Challenge: Copy out, unchanged, the lines of the records starting with the line containing "pole --coords whole-pixels" and going on through the line containing "[[[413,109],[413,112],[416,112],[416,83],[414,82],[414,107]]]", both of these included.
— Begin —
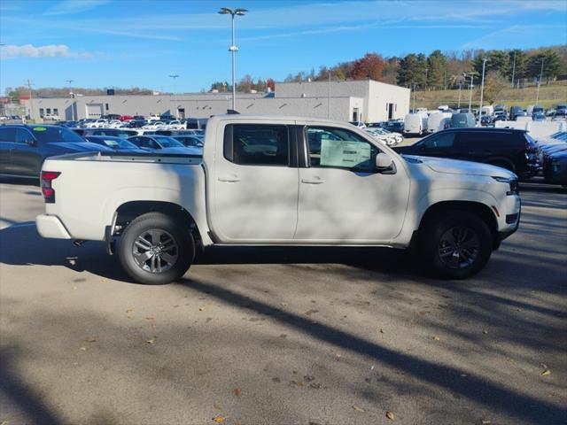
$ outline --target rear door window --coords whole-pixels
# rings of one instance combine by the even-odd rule
[[[427,151],[447,150],[453,148],[454,144],[454,132],[452,131],[430,135],[421,143]]]
[[[224,158],[241,166],[290,165],[286,126],[229,124],[224,130]]]
[[[306,133],[311,166],[376,171],[378,149],[355,133],[330,127],[310,127]]]
[[[0,128],[0,142],[15,142],[16,141],[16,128]]]

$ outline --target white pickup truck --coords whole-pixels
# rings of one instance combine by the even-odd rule
[[[44,237],[106,241],[143,283],[180,278],[203,247],[416,247],[448,278],[478,272],[514,233],[520,197],[500,167],[403,157],[348,123],[229,114],[202,156],[73,154],[42,171]]]

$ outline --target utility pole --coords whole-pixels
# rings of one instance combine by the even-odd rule
[[[327,99],[327,120],[330,118],[330,68],[329,68],[329,98]]]
[[[174,104],[175,106],[175,118],[179,118],[179,116],[177,115],[177,93],[175,92],[175,79],[177,79],[179,77],[179,75],[177,75],[176,73],[175,75],[169,75],[171,78],[174,79]]]
[[[33,115],[33,108],[32,108],[32,84],[33,82],[31,81],[31,80],[29,80],[29,78],[27,79],[27,90],[29,91],[29,119],[33,120],[34,119],[34,115]]]
[[[538,81],[538,91],[537,91],[537,94],[535,95],[536,104],[540,100],[540,86],[541,85],[541,78],[543,77],[543,60],[544,60],[544,58],[541,57],[541,71],[540,71],[540,80]]]
[[[71,84],[74,80],[66,80],[66,81],[69,83],[69,96],[73,99],[74,98],[74,95],[73,94],[73,88],[71,87]],[[74,121],[74,102],[71,104],[71,120]]]
[[[472,88],[474,87],[474,85],[472,84],[472,77],[473,77],[473,73],[470,73],[470,97],[469,97],[469,112],[472,112]]]
[[[478,106],[478,125],[480,125],[480,121],[482,119],[482,97],[485,94],[485,66],[486,66],[485,58],[482,59],[482,82],[480,83],[480,104]]]
[[[514,63],[512,65],[512,89],[514,89],[514,73],[516,72],[516,50],[514,50]]]
[[[413,109],[413,112],[416,112],[416,83],[414,82],[414,107]]]
[[[237,82],[235,81],[236,73],[237,73],[237,65],[236,65],[236,53],[238,51],[238,48],[235,44],[234,42],[234,19],[236,16],[244,16],[246,12],[246,9],[229,9],[228,7],[221,7],[219,11],[219,13],[221,15],[231,15],[232,16],[232,44],[229,48],[229,51],[232,53],[232,110],[236,111],[237,109]]]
— End —
Response to the exercise:
$ outline --target utility pole --coords whole-pixels
# rings of one instance combine by the even-odd rule
[[[327,99],[327,120],[330,118],[330,68],[329,68],[329,98]]]
[[[174,104],[175,106],[175,118],[179,118],[179,116],[177,115],[177,93],[175,92],[175,79],[177,79],[179,77],[179,75],[177,75],[176,73],[175,75],[169,75],[171,78],[174,79]]]
[[[33,115],[33,108],[32,108],[32,84],[33,82],[31,81],[31,80],[29,80],[29,78],[27,79],[27,90],[29,91],[29,119],[33,120],[34,119],[34,115]]]
[[[538,81],[538,91],[537,91],[537,94],[535,95],[536,104],[540,100],[540,86],[541,85],[541,78],[543,77],[543,60],[544,60],[544,58],[541,57],[541,71],[540,71],[540,80]]]
[[[71,84],[74,80],[66,80],[66,81],[69,83],[69,96],[73,99],[74,98],[74,95],[73,94],[73,88],[71,87]],[[74,121],[74,102],[71,104],[71,120]]]
[[[472,88],[474,87],[474,85],[472,84],[472,77],[473,77],[473,73],[470,73],[470,97],[469,97],[469,112],[472,112]]]
[[[478,106],[478,125],[480,125],[480,121],[482,119],[482,97],[485,94],[485,66],[486,66],[485,58],[482,59],[482,82],[480,83],[480,104]]]
[[[514,63],[512,65],[512,89],[514,89],[514,73],[516,72],[516,50],[514,50]]]
[[[413,109],[413,112],[416,112],[416,83],[414,82],[414,107]]]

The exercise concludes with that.